── Given records ──

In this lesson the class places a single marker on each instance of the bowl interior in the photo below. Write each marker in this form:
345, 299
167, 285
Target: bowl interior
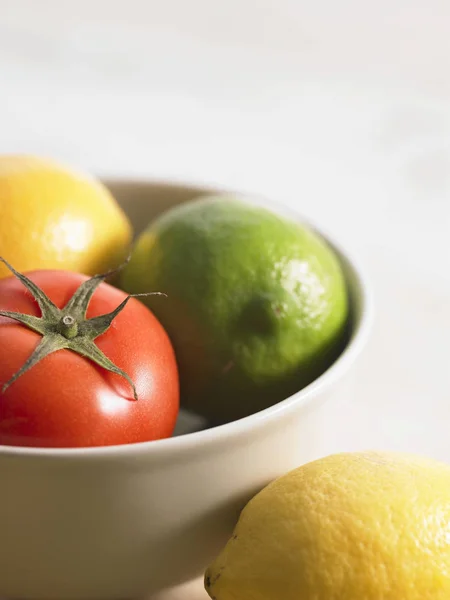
143, 201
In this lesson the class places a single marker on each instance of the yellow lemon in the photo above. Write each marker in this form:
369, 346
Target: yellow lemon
352, 526
54, 218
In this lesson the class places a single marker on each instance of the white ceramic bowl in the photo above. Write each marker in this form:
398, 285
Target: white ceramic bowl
122, 522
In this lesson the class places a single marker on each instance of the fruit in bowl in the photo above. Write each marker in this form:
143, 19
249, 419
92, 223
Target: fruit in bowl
87, 332
256, 304
125, 521
55, 217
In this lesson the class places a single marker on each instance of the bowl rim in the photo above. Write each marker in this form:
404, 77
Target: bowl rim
238, 428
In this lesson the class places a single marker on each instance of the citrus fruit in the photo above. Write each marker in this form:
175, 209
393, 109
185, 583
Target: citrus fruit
352, 526
256, 304
55, 218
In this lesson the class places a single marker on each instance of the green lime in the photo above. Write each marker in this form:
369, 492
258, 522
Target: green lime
256, 304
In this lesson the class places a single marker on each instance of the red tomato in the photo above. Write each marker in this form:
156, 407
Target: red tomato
66, 400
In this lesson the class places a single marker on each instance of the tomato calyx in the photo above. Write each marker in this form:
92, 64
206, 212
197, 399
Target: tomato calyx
68, 328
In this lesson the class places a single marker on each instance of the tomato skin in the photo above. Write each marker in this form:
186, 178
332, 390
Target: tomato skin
66, 400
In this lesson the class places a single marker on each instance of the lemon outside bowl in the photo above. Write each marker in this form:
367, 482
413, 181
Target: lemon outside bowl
123, 522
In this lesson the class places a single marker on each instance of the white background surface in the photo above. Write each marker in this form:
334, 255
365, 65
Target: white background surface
340, 108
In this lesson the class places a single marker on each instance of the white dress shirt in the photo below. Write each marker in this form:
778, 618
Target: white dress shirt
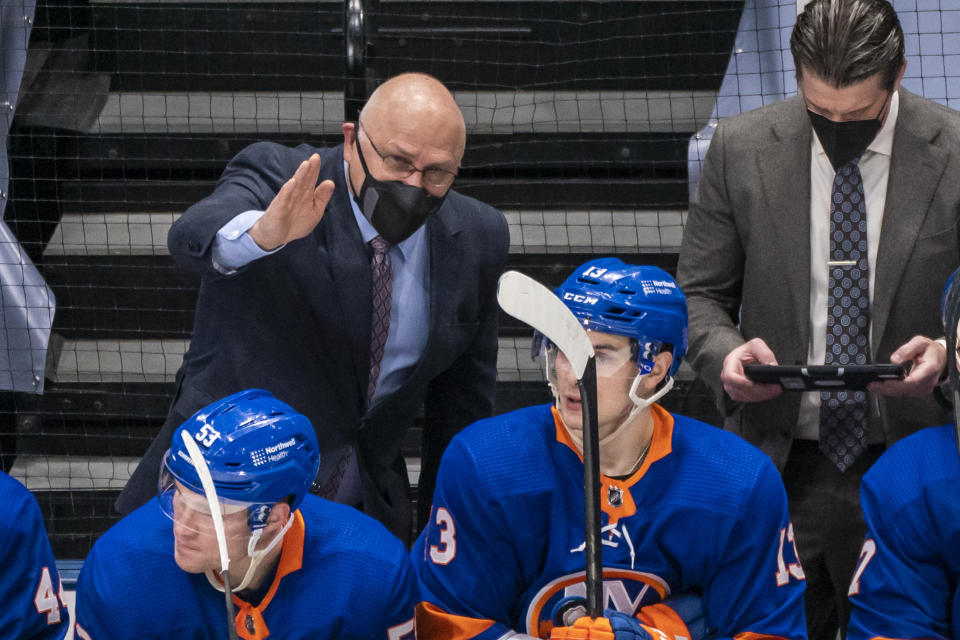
875, 171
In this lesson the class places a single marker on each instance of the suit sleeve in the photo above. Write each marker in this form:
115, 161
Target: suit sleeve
710, 268
30, 589
900, 588
465, 560
249, 182
465, 392
758, 583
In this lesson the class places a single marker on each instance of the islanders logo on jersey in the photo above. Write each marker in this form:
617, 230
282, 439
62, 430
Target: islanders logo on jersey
625, 590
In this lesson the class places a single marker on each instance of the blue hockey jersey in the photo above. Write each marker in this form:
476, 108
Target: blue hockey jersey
905, 585
341, 574
31, 596
705, 513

───

» **Exercise prompt**: In the entries above, find each line with the string "below" and copy it.

» **Exercise response**:
In this lesson the class places a single marker on each instance of the bowl interior in the photo below. Write each marker in this form:
In this lesson the class places a single marker on each instance of the white dress shirt in the photo below. Write each marker in this form:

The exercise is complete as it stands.